## To do
Count the lines in the records below that contain the string "robe". Give only the number.

## Input rows

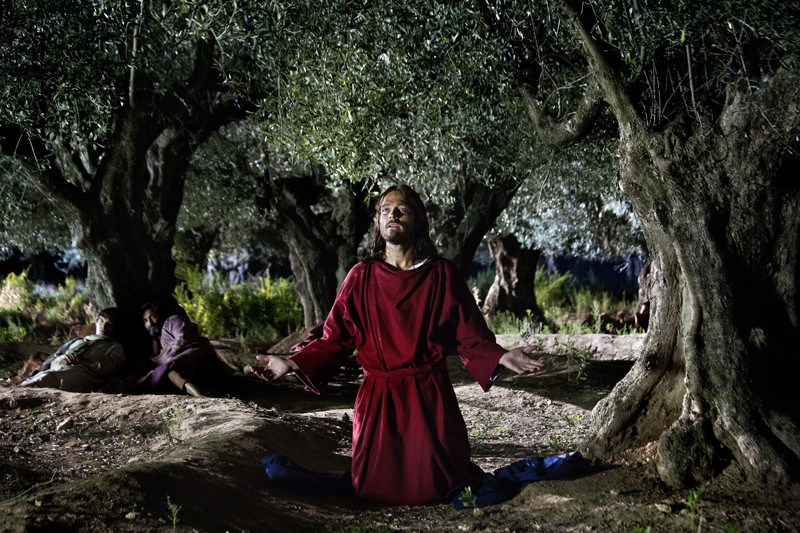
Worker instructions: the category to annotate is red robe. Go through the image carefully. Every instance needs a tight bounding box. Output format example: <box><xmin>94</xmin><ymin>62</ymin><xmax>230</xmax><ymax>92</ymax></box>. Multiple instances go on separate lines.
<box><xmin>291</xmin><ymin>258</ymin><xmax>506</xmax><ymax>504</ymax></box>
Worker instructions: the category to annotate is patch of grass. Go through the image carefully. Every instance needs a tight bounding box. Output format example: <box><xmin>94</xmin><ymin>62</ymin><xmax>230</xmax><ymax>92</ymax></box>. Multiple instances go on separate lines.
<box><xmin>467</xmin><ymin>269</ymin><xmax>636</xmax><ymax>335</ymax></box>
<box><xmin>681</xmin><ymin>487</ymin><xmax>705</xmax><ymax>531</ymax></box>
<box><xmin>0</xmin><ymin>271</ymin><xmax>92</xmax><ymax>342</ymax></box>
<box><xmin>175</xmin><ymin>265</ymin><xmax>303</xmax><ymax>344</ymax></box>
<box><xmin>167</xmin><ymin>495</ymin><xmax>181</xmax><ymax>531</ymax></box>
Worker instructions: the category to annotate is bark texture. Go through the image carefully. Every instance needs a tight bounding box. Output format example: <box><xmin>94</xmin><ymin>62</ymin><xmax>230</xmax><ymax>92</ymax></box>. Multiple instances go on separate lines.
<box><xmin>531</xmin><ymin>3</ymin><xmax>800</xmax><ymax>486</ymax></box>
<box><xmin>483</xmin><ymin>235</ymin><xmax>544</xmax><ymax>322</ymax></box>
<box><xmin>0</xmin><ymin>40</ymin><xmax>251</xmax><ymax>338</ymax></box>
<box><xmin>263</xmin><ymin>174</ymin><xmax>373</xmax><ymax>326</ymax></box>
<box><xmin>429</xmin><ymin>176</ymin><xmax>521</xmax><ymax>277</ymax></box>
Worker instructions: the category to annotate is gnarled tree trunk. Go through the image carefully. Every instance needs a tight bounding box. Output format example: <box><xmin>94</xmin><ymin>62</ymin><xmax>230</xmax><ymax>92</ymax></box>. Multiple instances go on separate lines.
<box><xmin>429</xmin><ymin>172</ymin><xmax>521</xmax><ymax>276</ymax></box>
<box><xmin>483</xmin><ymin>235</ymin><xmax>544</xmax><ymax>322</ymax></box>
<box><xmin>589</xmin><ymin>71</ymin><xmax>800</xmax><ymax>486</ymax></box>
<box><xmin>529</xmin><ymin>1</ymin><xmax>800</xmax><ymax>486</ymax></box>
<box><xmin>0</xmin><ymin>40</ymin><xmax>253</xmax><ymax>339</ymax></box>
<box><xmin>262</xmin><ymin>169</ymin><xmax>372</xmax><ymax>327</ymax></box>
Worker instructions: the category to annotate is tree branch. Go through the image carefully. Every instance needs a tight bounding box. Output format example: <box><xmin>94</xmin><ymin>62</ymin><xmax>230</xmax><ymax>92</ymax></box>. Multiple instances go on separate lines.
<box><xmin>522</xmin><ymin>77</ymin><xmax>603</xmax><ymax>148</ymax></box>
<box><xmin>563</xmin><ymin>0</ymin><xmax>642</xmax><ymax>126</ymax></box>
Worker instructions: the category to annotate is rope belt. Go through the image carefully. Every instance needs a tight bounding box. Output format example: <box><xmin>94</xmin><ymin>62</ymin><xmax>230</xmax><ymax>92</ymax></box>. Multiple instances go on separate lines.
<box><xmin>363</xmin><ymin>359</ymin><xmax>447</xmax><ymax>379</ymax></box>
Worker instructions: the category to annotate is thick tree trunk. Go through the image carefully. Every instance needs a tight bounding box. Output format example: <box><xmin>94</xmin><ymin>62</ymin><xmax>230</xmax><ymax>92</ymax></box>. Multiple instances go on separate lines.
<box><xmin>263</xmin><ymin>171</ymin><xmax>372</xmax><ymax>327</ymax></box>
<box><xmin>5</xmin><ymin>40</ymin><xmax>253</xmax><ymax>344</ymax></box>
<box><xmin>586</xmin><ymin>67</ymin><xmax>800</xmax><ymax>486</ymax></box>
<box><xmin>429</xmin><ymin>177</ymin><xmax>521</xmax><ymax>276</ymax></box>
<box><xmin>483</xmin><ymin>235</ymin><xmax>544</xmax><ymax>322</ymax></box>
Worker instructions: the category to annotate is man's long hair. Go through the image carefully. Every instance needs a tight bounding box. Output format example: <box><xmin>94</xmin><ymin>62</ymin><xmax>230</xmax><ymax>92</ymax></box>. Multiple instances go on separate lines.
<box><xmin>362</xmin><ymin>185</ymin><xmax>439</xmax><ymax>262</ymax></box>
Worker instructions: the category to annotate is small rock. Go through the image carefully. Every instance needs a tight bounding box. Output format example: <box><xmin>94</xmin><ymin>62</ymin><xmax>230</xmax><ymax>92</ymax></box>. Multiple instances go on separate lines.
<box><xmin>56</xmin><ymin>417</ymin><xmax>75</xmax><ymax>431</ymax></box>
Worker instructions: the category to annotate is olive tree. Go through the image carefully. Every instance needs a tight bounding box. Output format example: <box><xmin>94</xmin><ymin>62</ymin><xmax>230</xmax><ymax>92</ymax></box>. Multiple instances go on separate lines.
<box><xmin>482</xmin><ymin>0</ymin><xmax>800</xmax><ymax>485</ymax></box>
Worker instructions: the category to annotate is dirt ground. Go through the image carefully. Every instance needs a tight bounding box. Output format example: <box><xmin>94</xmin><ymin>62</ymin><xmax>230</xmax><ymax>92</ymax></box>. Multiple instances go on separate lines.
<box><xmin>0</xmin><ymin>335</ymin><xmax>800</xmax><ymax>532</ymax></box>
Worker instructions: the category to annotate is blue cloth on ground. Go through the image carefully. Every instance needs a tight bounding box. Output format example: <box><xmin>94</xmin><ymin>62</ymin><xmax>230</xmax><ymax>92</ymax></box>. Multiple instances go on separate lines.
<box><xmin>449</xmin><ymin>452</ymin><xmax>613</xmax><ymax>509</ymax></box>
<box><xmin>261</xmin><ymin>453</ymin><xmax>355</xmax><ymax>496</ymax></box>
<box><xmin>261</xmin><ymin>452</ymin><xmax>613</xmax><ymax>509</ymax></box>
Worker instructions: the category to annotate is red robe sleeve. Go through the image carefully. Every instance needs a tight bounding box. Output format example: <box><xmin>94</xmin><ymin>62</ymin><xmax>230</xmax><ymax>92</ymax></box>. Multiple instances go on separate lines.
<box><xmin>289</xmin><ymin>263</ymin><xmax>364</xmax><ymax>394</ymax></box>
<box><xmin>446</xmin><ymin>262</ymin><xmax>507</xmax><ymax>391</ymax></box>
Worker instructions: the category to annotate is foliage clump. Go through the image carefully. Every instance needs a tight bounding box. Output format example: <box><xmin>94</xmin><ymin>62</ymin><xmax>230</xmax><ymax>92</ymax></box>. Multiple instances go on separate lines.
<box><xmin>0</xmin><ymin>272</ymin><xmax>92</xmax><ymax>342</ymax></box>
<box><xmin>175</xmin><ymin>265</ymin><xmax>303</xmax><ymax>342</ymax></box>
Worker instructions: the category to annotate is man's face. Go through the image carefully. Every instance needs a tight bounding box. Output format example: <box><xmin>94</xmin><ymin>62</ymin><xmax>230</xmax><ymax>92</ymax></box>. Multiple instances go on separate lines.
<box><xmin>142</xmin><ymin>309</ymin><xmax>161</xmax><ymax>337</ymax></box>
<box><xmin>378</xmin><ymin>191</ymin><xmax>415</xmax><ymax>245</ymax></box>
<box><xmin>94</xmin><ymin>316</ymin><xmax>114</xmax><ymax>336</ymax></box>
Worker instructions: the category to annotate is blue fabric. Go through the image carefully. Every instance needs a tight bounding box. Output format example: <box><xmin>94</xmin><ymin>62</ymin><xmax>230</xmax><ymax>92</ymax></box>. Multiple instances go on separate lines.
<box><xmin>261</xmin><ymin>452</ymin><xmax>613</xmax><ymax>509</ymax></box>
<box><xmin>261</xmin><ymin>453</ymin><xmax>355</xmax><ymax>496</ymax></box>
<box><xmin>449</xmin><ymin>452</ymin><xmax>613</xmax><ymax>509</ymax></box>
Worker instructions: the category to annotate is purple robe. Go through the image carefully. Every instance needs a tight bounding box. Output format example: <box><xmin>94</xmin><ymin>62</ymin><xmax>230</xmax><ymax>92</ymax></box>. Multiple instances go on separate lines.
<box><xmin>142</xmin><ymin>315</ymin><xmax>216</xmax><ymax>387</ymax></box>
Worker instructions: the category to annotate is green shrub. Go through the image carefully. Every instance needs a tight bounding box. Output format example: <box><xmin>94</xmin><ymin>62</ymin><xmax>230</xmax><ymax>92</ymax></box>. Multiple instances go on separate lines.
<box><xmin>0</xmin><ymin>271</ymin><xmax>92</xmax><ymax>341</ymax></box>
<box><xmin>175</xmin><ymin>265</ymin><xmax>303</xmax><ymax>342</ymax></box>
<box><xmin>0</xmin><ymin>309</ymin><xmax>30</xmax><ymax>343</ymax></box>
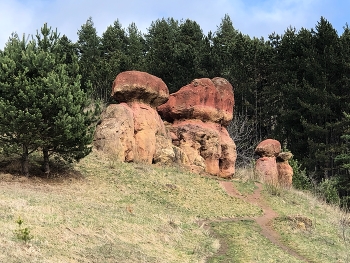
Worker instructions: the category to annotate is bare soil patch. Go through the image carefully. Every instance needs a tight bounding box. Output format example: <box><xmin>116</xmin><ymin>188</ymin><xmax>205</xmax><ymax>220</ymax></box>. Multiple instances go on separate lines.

---

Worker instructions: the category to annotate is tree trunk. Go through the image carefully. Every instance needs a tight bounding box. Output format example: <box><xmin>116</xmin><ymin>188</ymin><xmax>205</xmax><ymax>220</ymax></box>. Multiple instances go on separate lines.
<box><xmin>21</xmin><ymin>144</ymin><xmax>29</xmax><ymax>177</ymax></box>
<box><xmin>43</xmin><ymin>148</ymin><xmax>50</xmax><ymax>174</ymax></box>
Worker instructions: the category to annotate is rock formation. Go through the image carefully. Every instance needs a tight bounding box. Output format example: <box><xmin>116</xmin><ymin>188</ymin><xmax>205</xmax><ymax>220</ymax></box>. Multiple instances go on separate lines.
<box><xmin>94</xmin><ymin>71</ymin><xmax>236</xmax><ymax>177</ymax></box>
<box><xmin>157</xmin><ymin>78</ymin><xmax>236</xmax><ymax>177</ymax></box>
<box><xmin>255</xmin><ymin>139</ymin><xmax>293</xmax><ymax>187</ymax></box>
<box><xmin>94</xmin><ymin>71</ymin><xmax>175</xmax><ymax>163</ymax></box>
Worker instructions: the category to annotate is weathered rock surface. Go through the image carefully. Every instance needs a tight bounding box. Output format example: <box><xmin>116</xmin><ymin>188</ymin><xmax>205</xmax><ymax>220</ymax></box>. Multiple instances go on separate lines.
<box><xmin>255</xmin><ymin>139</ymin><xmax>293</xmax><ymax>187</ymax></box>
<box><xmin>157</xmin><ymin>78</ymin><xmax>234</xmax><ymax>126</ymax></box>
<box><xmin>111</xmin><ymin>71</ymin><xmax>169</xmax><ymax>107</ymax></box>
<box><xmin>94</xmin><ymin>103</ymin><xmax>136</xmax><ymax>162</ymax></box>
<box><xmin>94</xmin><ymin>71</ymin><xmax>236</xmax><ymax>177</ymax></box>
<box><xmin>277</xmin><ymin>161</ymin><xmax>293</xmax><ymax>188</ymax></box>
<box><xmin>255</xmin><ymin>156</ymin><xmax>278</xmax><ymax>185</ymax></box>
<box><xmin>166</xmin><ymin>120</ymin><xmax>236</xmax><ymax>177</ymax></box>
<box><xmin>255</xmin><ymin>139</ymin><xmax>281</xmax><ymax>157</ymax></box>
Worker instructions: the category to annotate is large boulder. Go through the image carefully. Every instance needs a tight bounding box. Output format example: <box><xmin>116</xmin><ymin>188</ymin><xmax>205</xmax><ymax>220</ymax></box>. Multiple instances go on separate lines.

## Answer to the exercise
3